### What you have to do
In the rs-distributions page below, which field is the folded normal distribution said to be important in?

### Extract to read
━━━━━━━━━━━━━━━━━━━━

Skip to content

rs-station/distributions

Repository files navigation

rs-distributions

Documentation Build PyPI - Version PyPI - Python Version


Table of Contents

rs-distributions provides statistical tools which are helpful for structural biologists who wish to model their data using variational inference.

Installation

pip install rs-distributions

Distributions

rs_distributions.distributions provides learnable distributions that are important in structural biology. These distributions follow the conventions in torch.dist. Here's a small example of distribution matching between a learnable distribution, q, and a target distribion, p. The example works by minimizing the Kullback-Leibler divergence between q and p using gradients calculated by the implicit reparameterization method.

import torch
from rs_distributions import distributions as rsd

target_loc = 4.
target_scale = 2.

loc_initial_guess = 10.
scale_initial_guess  = 3.

loc = torch.tensor(loc_initial_guess, requires_grad=True)

scale_transform = torch.distributions.transform_to(
    rsd.FoldedNormal.arg_constraints['scale']
)
scale_initial_guess = scale_transform.inv(
    torch.tensor(scale_initial_guess)
)
unconstrained_scale = torch.tensor(
    torch.tensor(scale_initial_guess),
    requires_grad=True
)

p = rsd.FoldedNormal(
    target_loc,
    target_scale,
)

opt = torch.optim.Adam([loc, unconstrained_scale])

steps = 10_000
num_samples = 100
for i in range(steps):
    opt.zero_grad()
    scale = scale_transform(unconstrained_scale)
    q = rsd.FoldedNormal(loc, scale)
    z = q.sample((num_samples,))
    kl_div = q.log_prob(z) - p.log_prob(z)
    kl_div = kl_div.mean()
    kl_div.backward()
    opt.step()

This example uses the folded normal distribution which is important in X-ray crystallography.

━━━━━━━━━━━━━━━━━━━━

### Listed entries
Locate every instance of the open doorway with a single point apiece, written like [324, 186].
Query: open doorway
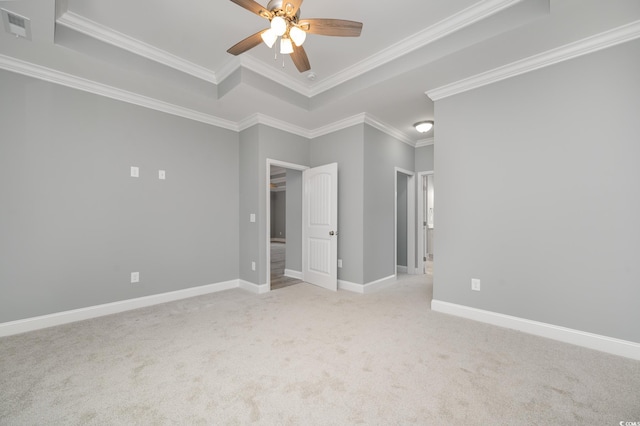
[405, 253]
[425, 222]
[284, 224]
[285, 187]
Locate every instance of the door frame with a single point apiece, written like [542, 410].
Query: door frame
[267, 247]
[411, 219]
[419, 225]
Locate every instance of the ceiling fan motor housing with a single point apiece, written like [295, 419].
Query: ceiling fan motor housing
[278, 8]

━━━━━━━━━━━━━━━━━━━━

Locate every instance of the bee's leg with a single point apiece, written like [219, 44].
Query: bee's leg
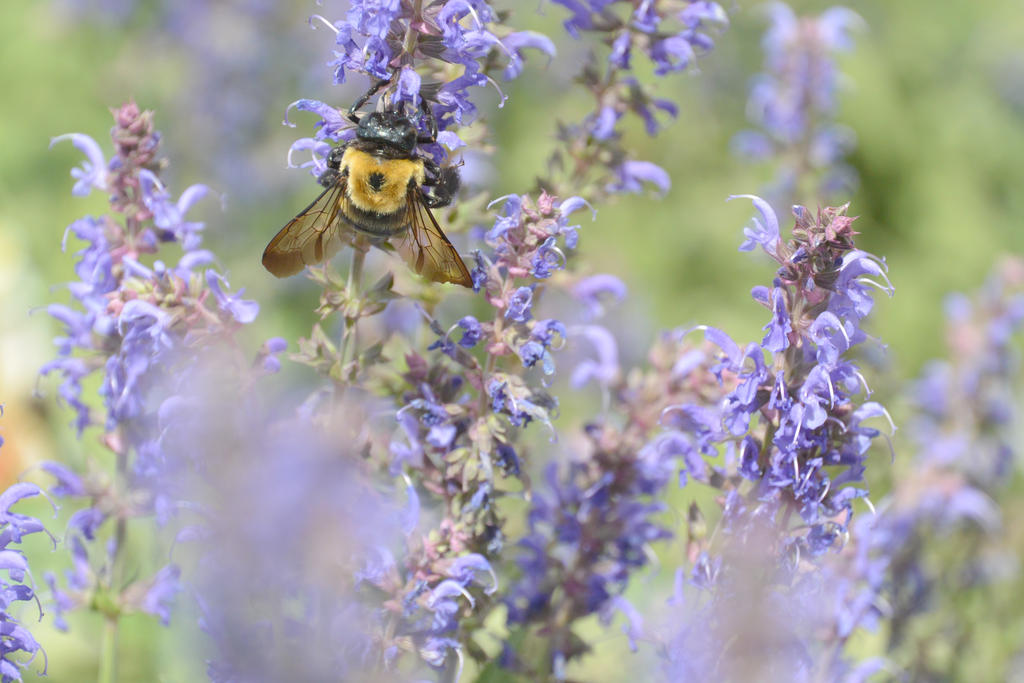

━━━━━━━━━━━━━━━━━━━━

### Response
X-ray crystallography.